**Recorded information:**
══════════
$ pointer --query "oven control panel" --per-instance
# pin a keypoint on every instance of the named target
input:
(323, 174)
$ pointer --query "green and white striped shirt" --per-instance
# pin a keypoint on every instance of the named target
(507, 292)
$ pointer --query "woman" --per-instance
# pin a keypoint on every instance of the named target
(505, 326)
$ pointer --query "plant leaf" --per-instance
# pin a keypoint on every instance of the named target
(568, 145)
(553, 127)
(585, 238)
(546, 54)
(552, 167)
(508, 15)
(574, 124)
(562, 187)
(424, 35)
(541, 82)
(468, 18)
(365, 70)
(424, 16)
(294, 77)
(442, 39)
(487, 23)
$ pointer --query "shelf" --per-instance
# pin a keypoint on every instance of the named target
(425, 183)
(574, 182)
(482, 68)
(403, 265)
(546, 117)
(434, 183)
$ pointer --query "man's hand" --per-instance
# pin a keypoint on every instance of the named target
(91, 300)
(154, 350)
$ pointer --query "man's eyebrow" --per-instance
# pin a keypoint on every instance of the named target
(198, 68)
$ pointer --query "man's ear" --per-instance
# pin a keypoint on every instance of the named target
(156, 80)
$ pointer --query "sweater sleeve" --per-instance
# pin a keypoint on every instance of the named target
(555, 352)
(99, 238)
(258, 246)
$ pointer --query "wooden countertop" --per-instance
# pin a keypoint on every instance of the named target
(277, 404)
══════════
Reproduce the full listing word for word.

**Final answer:**
$ pointer --query "oven control panel" --per-instance
# pin a keypoint on every instance of the named target
input:
(323, 174)
$ pointer --query "green and white striped shirt" --per-instance
# pin a keypoint on every instance of the named target
(507, 292)
$ pointer --query "woman" --per-instance
# pin a keypoint on every instance of the named target
(505, 326)
$ pointer --query "plant leaf" --per-instance
# pin a keypoint on every instance of the named target
(568, 145)
(553, 127)
(585, 238)
(546, 54)
(552, 167)
(508, 15)
(574, 124)
(562, 187)
(424, 35)
(541, 82)
(468, 18)
(365, 70)
(424, 16)
(294, 77)
(442, 39)
(487, 23)
$ pointer --query "shelf" --per-instance
# pin a keypoint on every instance of the named target
(425, 183)
(574, 182)
(482, 68)
(403, 265)
(546, 117)
(434, 183)
$ pointer --query "man's hand" --per-instance
# pin a keypoint on every instance of the named target
(91, 300)
(154, 350)
$ pointer --query "man's eyebrow" --per-instance
# pin a keypoint on every instance of the named target
(198, 68)
$ pointer --query "man's ear" --per-instance
# pin a keypoint on every instance of the named target
(156, 80)
$ pointer --query "sweater sleeve" --per-instance
# pin a keypoint on every instance of the named target
(555, 352)
(99, 238)
(258, 246)
$ pointer --query "wooden countertop" --per-instance
# pin a keypoint on every instance of the named target
(277, 404)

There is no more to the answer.